GIVEN EXERCISE.
State how many lines in the listing below contain the string "grass", and reply with that number alone.

RECORDS FOR THE TASK.
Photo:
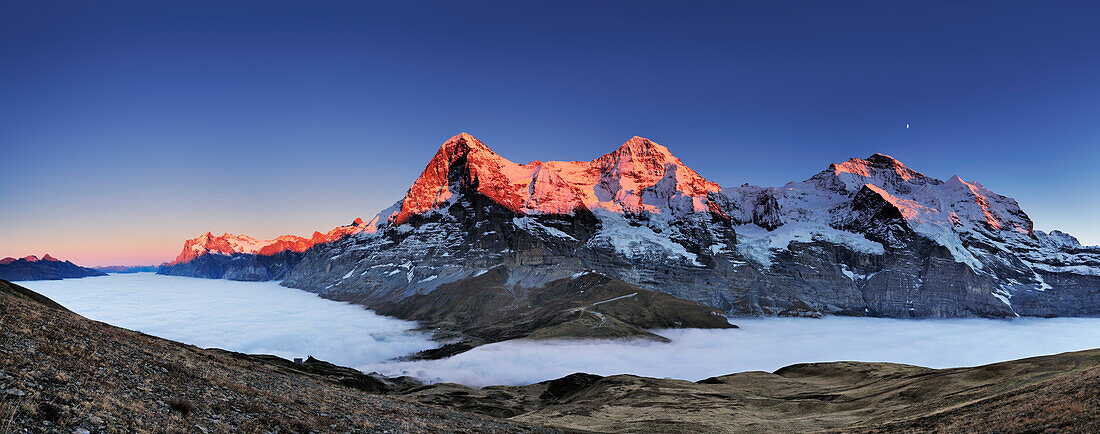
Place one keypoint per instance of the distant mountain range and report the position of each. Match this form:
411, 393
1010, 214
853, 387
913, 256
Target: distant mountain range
867, 236
127, 268
45, 268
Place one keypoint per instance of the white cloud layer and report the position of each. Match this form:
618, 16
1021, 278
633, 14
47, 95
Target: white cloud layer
259, 318
265, 318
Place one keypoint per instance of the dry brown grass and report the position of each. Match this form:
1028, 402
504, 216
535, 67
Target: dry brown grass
79, 374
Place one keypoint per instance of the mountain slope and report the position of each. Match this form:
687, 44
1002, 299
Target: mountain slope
46, 268
62, 373
1047, 393
242, 257
862, 237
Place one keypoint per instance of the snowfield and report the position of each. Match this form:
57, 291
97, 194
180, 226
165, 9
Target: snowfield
268, 319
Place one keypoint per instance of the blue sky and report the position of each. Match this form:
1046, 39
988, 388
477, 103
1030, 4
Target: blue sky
129, 126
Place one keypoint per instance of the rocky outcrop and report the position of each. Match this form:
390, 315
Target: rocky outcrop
45, 268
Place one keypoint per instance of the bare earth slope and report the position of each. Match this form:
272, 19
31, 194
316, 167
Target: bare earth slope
1048, 393
62, 373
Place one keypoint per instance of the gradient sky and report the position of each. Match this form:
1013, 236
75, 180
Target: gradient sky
127, 128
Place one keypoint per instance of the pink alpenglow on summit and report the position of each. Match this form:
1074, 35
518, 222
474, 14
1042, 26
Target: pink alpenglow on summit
230, 244
639, 177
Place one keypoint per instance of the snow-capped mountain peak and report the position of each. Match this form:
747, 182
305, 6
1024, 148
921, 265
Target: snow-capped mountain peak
638, 177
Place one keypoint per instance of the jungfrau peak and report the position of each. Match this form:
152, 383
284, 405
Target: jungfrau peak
866, 236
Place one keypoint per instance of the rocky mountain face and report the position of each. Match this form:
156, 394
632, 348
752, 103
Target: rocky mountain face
242, 257
862, 237
45, 268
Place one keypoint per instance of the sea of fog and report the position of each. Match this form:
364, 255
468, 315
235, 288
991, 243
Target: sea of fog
266, 318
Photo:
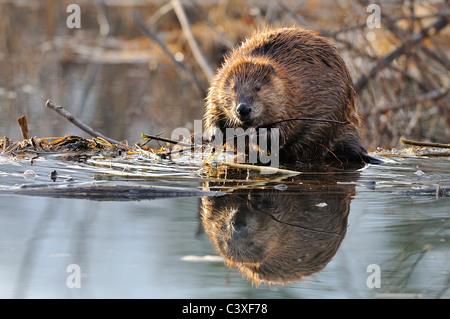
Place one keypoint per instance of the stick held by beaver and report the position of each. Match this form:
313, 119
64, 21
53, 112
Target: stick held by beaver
294, 80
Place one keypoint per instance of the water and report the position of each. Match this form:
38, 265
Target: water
336, 224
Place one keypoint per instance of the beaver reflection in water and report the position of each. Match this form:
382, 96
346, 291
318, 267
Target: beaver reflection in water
283, 74
278, 236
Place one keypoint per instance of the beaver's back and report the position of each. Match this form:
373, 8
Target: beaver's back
309, 80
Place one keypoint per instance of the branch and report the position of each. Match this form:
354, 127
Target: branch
166, 50
417, 143
61, 111
185, 26
386, 60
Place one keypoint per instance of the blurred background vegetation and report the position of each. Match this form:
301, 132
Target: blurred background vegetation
113, 75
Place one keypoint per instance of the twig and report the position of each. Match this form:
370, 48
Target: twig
418, 143
262, 169
163, 139
185, 26
61, 111
387, 59
166, 50
23, 126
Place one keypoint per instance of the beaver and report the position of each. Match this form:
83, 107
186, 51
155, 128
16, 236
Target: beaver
294, 80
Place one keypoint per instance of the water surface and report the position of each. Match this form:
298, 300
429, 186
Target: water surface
336, 224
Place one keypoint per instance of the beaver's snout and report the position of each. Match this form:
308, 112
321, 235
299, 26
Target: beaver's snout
243, 111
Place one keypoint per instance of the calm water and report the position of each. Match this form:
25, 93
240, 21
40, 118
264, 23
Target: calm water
325, 228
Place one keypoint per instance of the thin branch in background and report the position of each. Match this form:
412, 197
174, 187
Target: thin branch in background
61, 111
105, 31
387, 59
23, 125
167, 51
186, 27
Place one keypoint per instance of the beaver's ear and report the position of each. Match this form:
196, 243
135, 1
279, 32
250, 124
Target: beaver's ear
272, 69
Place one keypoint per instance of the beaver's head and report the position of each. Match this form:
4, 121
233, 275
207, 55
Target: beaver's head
251, 88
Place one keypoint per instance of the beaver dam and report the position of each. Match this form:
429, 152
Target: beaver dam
120, 209
139, 223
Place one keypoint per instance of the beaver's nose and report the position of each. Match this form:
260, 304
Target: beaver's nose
243, 110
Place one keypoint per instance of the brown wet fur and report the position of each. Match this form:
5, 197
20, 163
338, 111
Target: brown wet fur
289, 73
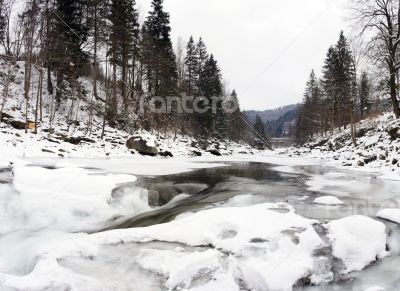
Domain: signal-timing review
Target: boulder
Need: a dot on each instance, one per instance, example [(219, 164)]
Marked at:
[(78, 140), (394, 133), (196, 153), (140, 145), (166, 154), (18, 124), (214, 152)]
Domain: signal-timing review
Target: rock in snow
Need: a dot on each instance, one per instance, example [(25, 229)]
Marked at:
[(390, 214), (328, 200), (357, 241)]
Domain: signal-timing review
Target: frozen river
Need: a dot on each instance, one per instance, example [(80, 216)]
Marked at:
[(189, 230)]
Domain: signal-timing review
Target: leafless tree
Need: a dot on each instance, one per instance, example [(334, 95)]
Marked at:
[(379, 21)]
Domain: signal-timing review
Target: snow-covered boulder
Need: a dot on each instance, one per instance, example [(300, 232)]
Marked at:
[(142, 146), (390, 214), (357, 241), (328, 200)]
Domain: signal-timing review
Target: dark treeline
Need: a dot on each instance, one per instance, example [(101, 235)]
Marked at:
[(338, 99), (345, 94), (104, 41)]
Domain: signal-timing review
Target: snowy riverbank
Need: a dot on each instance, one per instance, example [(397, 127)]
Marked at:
[(377, 149), (234, 245)]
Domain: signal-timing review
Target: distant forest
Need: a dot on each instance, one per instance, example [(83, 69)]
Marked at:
[(125, 59), (360, 76)]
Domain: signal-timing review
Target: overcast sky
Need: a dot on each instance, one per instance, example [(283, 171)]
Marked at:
[(265, 48)]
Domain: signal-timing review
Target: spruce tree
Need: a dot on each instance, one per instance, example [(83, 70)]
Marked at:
[(72, 33), (202, 58), (191, 62), (158, 55), (364, 95)]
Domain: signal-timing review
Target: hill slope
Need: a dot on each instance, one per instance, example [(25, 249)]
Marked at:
[(377, 149)]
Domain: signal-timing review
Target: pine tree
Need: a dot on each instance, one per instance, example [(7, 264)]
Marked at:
[(158, 56), (330, 85), (191, 62), (261, 138), (2, 20), (72, 33), (211, 88), (364, 95), (202, 58), (124, 41), (236, 125)]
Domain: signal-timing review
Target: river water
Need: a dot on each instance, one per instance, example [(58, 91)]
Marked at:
[(245, 184), (362, 193)]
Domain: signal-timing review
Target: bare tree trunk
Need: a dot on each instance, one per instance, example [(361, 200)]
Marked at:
[(38, 100)]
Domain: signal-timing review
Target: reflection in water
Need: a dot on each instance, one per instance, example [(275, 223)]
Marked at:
[(244, 184)]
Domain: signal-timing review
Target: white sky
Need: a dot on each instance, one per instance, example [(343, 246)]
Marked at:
[(265, 48)]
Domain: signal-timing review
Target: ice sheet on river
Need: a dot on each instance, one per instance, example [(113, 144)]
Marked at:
[(261, 247)]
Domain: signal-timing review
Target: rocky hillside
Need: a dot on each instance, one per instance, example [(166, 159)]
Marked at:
[(74, 129), (377, 149)]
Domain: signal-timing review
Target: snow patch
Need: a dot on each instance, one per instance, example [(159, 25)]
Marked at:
[(357, 241), (328, 200), (390, 214)]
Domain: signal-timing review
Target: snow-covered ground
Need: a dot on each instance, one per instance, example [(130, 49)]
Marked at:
[(59, 194), (237, 245), (377, 149)]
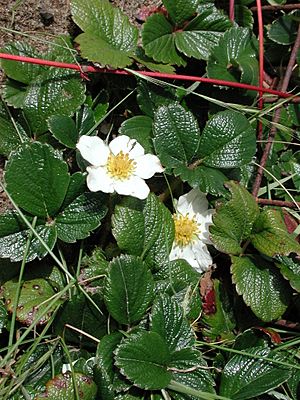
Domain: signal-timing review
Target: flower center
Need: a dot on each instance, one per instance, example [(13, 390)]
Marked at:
[(120, 166), (186, 229)]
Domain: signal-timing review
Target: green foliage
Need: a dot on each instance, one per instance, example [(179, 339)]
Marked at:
[(235, 58), (42, 92), (98, 296), (108, 36), (62, 386)]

ANSWER.
2